By Arup Nanda | February 2021
[This is an updated version of an article published by Oracle Magazine in 2019.]
Acme Corp., an online seller of high-end merchandise, is currently in a bind. Sales are dropping, advertising costs are soaring, and the CEO is understandably disturbed. She calls a meeting of the top people from the data, products, marketing, and sales departments to brainstorm about how to increase sales. Everyone is confident that Jane, the new chief data scientist at Acme, will be able to come up with something.
Violet, the marketing manager, starts off by saying that advertising costs have gone up. To reduce them, Acme must know exactly which segments of the customer base will buy what products and then advertise to them directly instead of using the current shotgun approach of trying to reach everyone. She wants to know if there is a quick way to do that.
In the past, Acme’s data scientists had to download data from the database to their local machines to analyze it with the R and Python languages. But the data was often stale, because it had to be moved from the database, and it required strong expertise in R and Python. Most data users at Acme are familiar with SQL, and that’s the language they want to use. The data users want to know if that is possible without learning Python and R, but they still want the ability to use these languages.
Jane says they can use SQL without learning Python and R, but they can use those languages if they want to. Acme uses Oracle Autonomous Data Warehouse, which has built-in analytics and machine learning (ML) modules. This enables Jane to perform analytics computations inside the database without moving the data. In this article, you will learn how Jane does the data analysis.
=-=-=-=-=
# WRITTEN PROBLEM:
Please answer these questions from the article above:
1. Who opens the discussion by saying that advertising costs have gone up?
2. Which language are most data users at Acme familiar with?
3. What does Acme use that has built-in analytics and machine learning modules?

# DATASET SECTION:
=-=-=-=-=
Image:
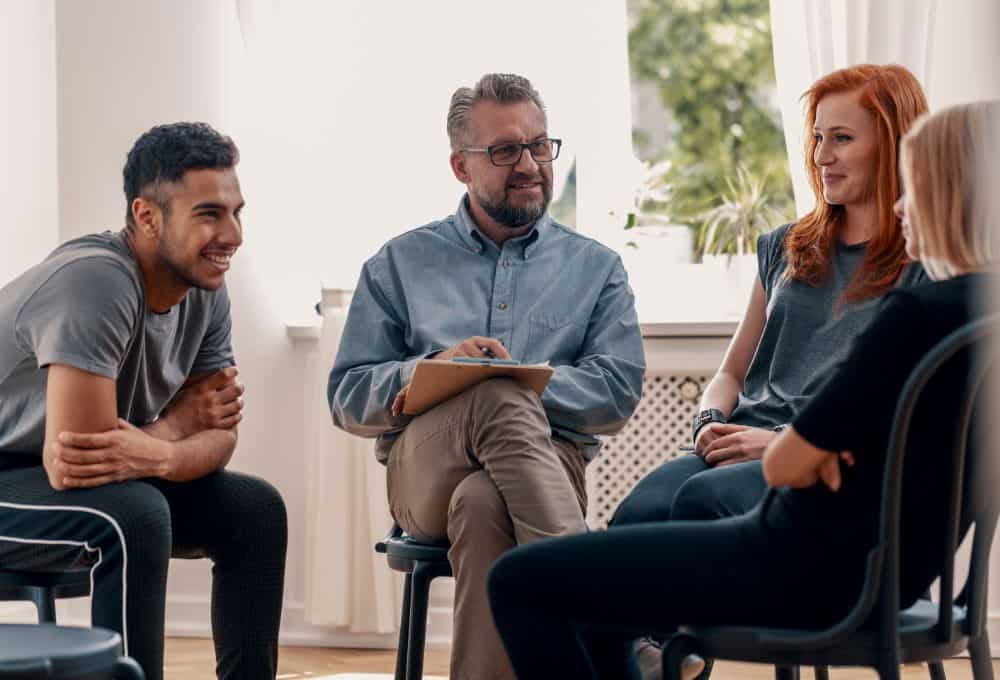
=-=-=-=-=
# REPLY:
1. Violet, the marketing manager.
2. SQL.
3. Oracle Autonomous Data Warehouse.